● PROMPT
Please restate exactly what appears in the records below from the first line to the line where "Target: white tablecloth" is, that line included.

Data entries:

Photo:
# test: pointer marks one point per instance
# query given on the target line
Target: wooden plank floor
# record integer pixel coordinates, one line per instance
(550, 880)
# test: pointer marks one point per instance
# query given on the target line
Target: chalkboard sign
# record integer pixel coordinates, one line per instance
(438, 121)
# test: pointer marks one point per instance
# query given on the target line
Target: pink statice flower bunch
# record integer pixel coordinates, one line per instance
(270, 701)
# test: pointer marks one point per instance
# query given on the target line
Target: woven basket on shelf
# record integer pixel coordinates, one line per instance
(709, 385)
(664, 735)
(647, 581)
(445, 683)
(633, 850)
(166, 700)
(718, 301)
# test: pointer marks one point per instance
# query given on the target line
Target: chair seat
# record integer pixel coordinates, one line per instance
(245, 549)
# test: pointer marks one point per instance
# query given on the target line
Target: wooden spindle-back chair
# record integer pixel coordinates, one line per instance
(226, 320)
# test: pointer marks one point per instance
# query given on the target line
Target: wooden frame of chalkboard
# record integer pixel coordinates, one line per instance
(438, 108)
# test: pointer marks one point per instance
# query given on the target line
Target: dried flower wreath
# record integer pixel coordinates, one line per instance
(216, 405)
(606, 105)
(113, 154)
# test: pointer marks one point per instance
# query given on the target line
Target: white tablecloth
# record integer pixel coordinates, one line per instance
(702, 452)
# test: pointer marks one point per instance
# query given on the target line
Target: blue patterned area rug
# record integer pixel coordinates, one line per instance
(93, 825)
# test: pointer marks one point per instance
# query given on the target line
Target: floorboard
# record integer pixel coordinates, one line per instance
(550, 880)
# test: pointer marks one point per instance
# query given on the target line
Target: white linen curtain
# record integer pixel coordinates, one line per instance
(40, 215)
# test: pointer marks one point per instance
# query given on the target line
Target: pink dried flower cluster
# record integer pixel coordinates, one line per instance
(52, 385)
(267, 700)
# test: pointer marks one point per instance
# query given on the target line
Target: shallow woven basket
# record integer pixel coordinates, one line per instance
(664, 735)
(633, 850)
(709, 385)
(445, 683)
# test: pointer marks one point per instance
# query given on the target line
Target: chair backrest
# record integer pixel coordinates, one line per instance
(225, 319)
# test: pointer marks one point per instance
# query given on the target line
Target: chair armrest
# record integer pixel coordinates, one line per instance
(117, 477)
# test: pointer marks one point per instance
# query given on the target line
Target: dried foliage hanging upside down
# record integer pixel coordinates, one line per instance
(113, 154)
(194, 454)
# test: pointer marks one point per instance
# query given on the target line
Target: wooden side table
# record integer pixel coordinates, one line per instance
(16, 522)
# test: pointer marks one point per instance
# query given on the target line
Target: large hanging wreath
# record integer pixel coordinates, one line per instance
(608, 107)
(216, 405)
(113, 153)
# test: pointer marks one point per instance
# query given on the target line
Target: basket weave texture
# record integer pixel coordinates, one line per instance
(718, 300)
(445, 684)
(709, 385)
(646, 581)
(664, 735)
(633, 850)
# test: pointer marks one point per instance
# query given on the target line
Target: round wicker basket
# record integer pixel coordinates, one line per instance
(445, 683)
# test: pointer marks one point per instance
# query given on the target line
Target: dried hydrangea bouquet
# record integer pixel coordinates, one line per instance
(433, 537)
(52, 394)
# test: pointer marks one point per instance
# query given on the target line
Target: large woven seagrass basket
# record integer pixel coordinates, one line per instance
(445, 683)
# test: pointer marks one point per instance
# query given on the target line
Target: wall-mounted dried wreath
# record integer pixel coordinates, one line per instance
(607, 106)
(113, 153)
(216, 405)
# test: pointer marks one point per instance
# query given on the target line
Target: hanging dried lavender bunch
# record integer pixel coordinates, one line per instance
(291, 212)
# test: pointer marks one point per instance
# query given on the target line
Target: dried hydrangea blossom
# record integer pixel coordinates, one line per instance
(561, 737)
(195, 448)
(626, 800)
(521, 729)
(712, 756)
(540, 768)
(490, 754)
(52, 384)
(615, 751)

● THE ANSWER
Photo:
# test: pointer marks one point per instance
# query given on the target line
Target: wooden plank floor
# record integer pixel coordinates, one line per instance
(550, 880)
# test: pointer marks one point per instance
# query given on the target line
Target: chalkboard sign
# record integer pixel coordinates, one line per instance
(438, 121)
# test: pointer marks one point per instance
# query given on the target line
Target: pink statice flower bunch
# record integer pixel coordinates, one line per instance
(270, 701)
# test: pointer marks one point per instance
# query given on the target line
Target: woven basket on shelf
# record integer pixel coordinates, one line per instance
(709, 385)
(664, 735)
(647, 581)
(445, 683)
(633, 850)
(166, 700)
(718, 301)
# test: pointer marks one point per instance
# query given on the target line
Target: chair seat
# record integer pixel coordinates, one line per instance
(245, 549)
# test: pointer marks one point per instance
# query given on the target line
Target: wooden spindle-back chair
# record integer pixel coordinates, one line per instance
(226, 320)
# test: pointer marks one point per instance
# query given on the target line
Target: wooden frame of chalkboard
# record integer pixel coordinates, one line per instance
(438, 108)
# test: pointer marks one point per instance
# query given on the target line
Target: dried flower wreath
# record integer pixel coordinates, one line per instance
(216, 405)
(606, 105)
(113, 154)
# test: pointer marks one point per instance
# query given on the target line
Target: white tablecloth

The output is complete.